- _Stored data_:
********

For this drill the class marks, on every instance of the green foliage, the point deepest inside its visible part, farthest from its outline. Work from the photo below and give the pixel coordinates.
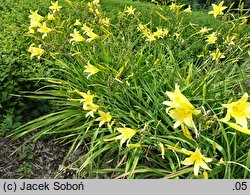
(128, 68)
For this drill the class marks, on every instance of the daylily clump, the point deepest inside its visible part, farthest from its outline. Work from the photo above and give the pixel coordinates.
(89, 68)
(36, 51)
(239, 110)
(180, 109)
(126, 135)
(218, 9)
(196, 159)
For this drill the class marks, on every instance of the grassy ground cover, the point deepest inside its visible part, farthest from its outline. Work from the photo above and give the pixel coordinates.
(149, 91)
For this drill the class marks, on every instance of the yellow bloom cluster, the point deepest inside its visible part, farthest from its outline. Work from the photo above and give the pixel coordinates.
(180, 109)
(152, 36)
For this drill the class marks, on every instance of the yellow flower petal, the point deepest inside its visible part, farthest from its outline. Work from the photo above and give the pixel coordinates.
(238, 127)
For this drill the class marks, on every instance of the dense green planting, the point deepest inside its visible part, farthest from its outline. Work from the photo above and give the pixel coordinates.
(149, 93)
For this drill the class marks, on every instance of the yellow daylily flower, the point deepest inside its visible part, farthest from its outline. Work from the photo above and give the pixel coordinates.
(205, 174)
(104, 117)
(150, 37)
(142, 27)
(96, 2)
(212, 38)
(31, 30)
(105, 21)
(239, 110)
(76, 37)
(130, 10)
(91, 69)
(229, 40)
(36, 51)
(87, 97)
(126, 134)
(35, 17)
(86, 29)
(89, 32)
(55, 7)
(180, 109)
(77, 23)
(159, 33)
(198, 160)
(165, 31)
(50, 16)
(91, 108)
(218, 9)
(238, 127)
(204, 30)
(173, 6)
(217, 55)
(183, 116)
(188, 10)
(44, 29)
(91, 36)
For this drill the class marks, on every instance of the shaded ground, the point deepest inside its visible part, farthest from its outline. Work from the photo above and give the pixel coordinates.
(36, 160)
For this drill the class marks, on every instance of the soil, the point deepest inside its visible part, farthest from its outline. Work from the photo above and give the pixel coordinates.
(38, 160)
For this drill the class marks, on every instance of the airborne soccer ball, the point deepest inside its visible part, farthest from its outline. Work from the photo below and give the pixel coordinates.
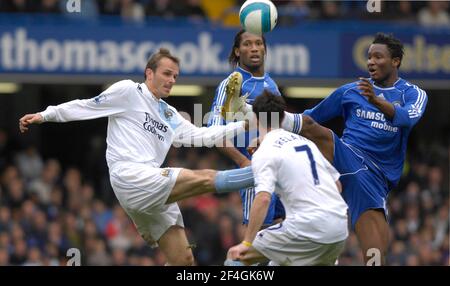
(258, 16)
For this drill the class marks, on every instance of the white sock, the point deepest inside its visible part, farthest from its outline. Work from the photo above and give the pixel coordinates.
(248, 108)
(292, 122)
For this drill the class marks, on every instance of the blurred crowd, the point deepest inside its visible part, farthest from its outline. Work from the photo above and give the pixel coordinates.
(47, 208)
(291, 12)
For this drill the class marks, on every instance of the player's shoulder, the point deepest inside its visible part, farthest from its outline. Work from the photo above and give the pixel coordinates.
(345, 88)
(167, 106)
(125, 83)
(270, 139)
(350, 85)
(409, 88)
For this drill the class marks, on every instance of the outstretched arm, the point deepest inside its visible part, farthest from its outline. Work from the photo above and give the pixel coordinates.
(401, 116)
(28, 119)
(189, 134)
(111, 101)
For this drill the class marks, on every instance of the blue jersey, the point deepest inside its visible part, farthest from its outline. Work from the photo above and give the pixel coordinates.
(251, 86)
(382, 141)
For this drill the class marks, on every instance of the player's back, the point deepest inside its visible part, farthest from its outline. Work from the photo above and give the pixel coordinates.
(305, 183)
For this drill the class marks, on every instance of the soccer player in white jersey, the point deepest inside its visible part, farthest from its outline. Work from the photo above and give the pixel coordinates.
(141, 129)
(292, 166)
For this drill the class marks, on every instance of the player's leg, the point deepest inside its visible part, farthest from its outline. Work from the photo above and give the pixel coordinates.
(175, 246)
(191, 183)
(372, 231)
(309, 128)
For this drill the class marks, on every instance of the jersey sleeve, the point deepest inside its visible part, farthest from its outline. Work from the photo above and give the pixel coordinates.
(189, 134)
(113, 100)
(215, 116)
(265, 169)
(415, 103)
(328, 108)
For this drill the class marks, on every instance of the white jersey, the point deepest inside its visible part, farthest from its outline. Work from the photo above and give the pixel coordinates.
(141, 128)
(294, 168)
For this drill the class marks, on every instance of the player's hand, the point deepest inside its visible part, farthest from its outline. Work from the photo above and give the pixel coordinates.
(366, 88)
(254, 145)
(28, 119)
(237, 252)
(245, 163)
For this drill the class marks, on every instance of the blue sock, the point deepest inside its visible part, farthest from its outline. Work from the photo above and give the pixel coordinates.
(234, 180)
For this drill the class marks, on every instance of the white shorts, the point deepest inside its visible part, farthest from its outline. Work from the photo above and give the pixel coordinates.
(142, 191)
(279, 246)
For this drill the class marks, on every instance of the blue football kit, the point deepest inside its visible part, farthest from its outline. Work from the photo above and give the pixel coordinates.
(371, 152)
(253, 87)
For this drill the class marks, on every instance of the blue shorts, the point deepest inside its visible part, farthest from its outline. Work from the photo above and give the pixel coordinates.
(275, 211)
(364, 185)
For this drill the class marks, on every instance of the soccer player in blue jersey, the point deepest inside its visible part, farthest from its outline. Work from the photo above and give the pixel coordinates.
(379, 114)
(247, 57)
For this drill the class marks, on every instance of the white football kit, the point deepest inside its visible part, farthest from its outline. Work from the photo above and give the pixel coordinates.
(141, 129)
(315, 227)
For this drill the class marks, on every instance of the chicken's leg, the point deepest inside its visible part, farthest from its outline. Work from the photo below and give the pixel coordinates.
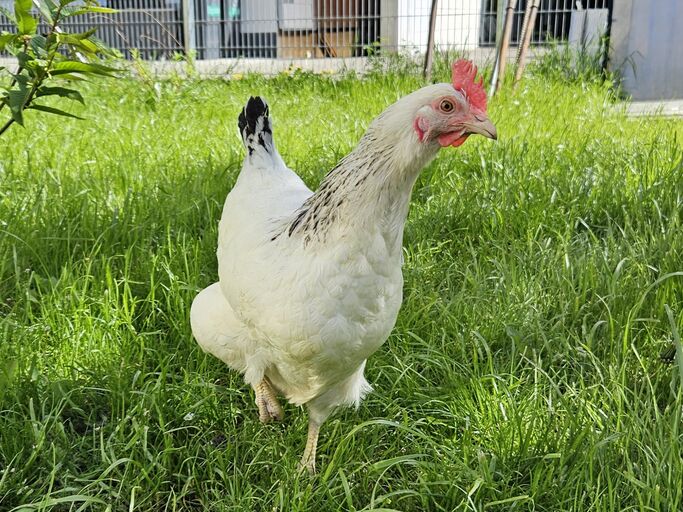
(308, 459)
(269, 407)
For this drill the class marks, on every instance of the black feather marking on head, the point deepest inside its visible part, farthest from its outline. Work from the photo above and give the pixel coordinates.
(251, 129)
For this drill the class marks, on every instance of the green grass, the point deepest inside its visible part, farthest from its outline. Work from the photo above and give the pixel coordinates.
(524, 370)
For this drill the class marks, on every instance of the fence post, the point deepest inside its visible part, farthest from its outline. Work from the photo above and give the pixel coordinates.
(429, 56)
(189, 42)
(388, 31)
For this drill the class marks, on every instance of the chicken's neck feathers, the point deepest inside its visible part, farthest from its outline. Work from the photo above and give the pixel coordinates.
(369, 189)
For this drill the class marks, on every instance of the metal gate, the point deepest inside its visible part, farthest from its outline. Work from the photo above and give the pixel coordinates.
(314, 29)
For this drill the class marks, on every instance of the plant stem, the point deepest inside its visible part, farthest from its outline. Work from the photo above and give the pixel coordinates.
(6, 125)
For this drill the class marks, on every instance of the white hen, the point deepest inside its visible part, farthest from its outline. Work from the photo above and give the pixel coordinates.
(310, 283)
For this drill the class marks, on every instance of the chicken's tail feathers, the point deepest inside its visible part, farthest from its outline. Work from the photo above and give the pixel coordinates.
(255, 127)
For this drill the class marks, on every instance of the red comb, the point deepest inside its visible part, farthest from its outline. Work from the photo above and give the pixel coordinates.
(464, 74)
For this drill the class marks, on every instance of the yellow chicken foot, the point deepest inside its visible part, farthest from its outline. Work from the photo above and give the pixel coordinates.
(269, 407)
(308, 459)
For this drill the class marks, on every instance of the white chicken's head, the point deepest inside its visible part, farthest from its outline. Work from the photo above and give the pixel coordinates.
(441, 115)
(452, 112)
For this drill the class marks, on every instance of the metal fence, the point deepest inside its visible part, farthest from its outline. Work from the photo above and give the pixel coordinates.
(317, 29)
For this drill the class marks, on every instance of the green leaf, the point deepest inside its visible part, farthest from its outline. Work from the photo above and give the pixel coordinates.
(47, 8)
(84, 9)
(6, 39)
(7, 14)
(38, 44)
(71, 77)
(81, 67)
(53, 110)
(26, 24)
(16, 100)
(84, 45)
(62, 92)
(83, 35)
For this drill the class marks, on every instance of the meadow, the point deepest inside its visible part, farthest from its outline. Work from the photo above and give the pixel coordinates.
(532, 366)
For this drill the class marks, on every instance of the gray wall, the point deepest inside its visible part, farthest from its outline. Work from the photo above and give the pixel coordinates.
(647, 47)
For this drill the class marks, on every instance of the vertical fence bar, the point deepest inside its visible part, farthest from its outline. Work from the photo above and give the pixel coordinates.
(189, 42)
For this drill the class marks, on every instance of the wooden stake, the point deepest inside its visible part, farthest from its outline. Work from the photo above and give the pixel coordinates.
(529, 22)
(429, 56)
(505, 42)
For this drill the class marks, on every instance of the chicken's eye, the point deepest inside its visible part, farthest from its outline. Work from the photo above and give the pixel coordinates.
(447, 106)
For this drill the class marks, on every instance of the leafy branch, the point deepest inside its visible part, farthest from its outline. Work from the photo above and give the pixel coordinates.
(44, 58)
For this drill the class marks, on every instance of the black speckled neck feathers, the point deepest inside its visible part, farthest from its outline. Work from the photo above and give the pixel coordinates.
(254, 125)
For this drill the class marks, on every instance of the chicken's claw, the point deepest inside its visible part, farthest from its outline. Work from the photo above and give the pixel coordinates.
(269, 408)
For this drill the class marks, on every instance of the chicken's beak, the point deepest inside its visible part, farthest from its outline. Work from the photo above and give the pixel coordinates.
(482, 125)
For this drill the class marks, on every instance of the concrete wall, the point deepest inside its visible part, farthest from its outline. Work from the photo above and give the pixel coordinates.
(647, 41)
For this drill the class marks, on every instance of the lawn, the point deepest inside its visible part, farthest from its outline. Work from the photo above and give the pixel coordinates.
(525, 371)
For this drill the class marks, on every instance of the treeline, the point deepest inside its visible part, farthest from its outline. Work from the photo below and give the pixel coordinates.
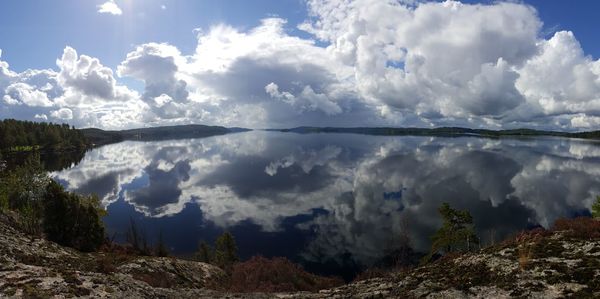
(39, 206)
(442, 131)
(16, 135)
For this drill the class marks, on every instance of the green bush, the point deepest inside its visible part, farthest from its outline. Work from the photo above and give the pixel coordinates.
(225, 252)
(596, 208)
(72, 220)
(456, 234)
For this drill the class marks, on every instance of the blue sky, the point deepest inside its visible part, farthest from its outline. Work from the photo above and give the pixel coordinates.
(264, 63)
(50, 25)
(34, 33)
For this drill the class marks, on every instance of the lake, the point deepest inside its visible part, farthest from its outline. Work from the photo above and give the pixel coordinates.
(335, 203)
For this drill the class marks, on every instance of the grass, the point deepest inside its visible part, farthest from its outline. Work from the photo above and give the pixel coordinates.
(278, 274)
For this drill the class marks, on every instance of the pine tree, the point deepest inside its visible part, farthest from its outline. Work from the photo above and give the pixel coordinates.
(161, 247)
(456, 234)
(225, 251)
(596, 208)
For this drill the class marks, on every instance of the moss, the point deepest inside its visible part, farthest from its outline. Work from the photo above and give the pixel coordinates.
(548, 248)
(32, 291)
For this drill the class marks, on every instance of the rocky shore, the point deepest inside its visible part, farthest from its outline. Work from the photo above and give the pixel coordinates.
(539, 264)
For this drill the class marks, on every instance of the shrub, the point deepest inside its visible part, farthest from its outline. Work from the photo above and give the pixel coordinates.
(456, 234)
(225, 252)
(596, 208)
(72, 220)
(579, 228)
(276, 275)
(138, 240)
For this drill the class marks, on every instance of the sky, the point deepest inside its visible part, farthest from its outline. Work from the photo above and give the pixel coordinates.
(117, 64)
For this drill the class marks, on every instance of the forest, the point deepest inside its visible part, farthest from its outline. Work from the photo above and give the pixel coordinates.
(16, 135)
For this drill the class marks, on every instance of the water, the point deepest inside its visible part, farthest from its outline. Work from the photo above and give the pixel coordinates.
(333, 202)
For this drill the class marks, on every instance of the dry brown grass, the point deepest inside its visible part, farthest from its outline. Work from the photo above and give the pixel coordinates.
(578, 228)
(278, 274)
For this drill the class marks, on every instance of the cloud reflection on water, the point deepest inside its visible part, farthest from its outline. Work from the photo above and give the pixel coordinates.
(339, 181)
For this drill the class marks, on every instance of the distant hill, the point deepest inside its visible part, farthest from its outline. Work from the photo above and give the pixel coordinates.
(98, 136)
(443, 131)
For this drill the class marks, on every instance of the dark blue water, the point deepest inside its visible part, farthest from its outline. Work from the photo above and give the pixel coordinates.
(334, 202)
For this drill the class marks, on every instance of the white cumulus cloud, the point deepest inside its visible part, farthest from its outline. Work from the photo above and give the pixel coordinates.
(110, 7)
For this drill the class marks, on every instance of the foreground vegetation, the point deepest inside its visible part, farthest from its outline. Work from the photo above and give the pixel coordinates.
(39, 206)
(18, 135)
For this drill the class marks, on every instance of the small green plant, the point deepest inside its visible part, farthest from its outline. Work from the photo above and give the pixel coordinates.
(596, 208)
(225, 252)
(456, 234)
(73, 220)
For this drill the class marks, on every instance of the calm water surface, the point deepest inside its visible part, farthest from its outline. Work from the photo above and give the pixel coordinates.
(333, 202)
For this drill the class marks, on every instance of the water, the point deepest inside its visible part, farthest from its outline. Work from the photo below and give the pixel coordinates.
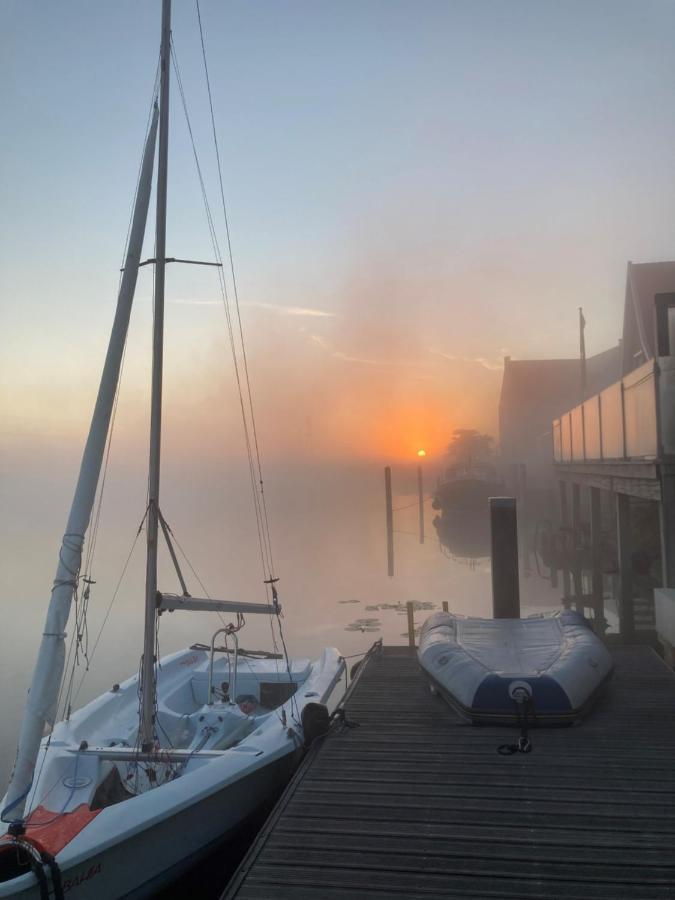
(329, 539)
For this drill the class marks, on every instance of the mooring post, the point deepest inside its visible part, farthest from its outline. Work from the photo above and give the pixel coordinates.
(390, 521)
(576, 548)
(505, 587)
(564, 524)
(411, 623)
(420, 492)
(623, 528)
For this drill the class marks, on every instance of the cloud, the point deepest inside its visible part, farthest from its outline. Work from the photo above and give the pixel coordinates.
(293, 310)
(492, 365)
(193, 301)
(365, 361)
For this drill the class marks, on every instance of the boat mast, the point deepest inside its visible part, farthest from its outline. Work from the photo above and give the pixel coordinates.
(147, 712)
(41, 705)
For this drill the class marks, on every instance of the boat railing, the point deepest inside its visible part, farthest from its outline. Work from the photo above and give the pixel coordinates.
(232, 686)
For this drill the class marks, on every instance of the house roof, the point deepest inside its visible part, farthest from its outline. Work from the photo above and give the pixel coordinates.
(643, 282)
(554, 385)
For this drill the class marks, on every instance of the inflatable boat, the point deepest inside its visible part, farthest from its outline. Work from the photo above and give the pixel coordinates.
(485, 668)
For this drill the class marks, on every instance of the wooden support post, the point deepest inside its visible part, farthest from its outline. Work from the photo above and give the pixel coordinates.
(576, 548)
(505, 586)
(667, 517)
(564, 524)
(420, 492)
(411, 624)
(390, 521)
(596, 561)
(626, 615)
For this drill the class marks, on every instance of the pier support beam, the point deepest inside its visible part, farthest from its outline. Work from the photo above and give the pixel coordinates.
(420, 497)
(626, 612)
(565, 525)
(596, 561)
(390, 521)
(667, 517)
(576, 548)
(505, 585)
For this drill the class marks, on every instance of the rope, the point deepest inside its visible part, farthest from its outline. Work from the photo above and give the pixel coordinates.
(524, 704)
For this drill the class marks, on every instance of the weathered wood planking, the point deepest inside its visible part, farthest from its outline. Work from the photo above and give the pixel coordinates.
(414, 803)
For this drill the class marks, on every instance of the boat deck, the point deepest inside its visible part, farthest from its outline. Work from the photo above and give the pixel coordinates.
(414, 803)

********

- _Stated exercise_: Give the lines exactly as they stand, from the line with "of the house" through the end of the material.

- _Expected answer_:
For this drill the class marks, on every instance of the house roof, the point deepest inside its visible part, farthest from its outline. Work from the photo above and give the pixel coordinates.
(643, 282)
(554, 385)
For this drill the class marks, on every instance of the inflatable boat, the point deepest inside its visible part, farthest from its outline. Work from the photo above and give the pixel coordinates.
(485, 668)
For this drill the class marks, on every instance of the wooden support post, the point deepest inside its visible part, farthest from its outline. Work from the photo above and give the pixel coordinates.
(576, 548)
(505, 586)
(667, 517)
(564, 524)
(420, 492)
(411, 624)
(390, 521)
(596, 561)
(626, 615)
For this drill the class marks, on every instance of the pier support beam, the point deepest inside its visible part, farthest from its outline. Work from the photo above and give the pixel coordinates.
(420, 497)
(626, 612)
(565, 525)
(596, 561)
(390, 521)
(667, 517)
(576, 548)
(505, 585)
For this drill the class marks, on every instance of the rope, the point deepest inside its visible part, farthest from its outline. Work from the photo above and give the pixel coordinates.
(524, 704)
For this drill the class marks, on every instance of the weathered wood planking, the point deepest inside its visible part, farthest from its outline. Work from the photo above and give the pixel coordinates.
(414, 803)
For this drill the class marks, on every instance of the boat deck, the point deepest inside its visible part, farthest from its outline. Work from the photo above and give the pixel coordinates.
(414, 803)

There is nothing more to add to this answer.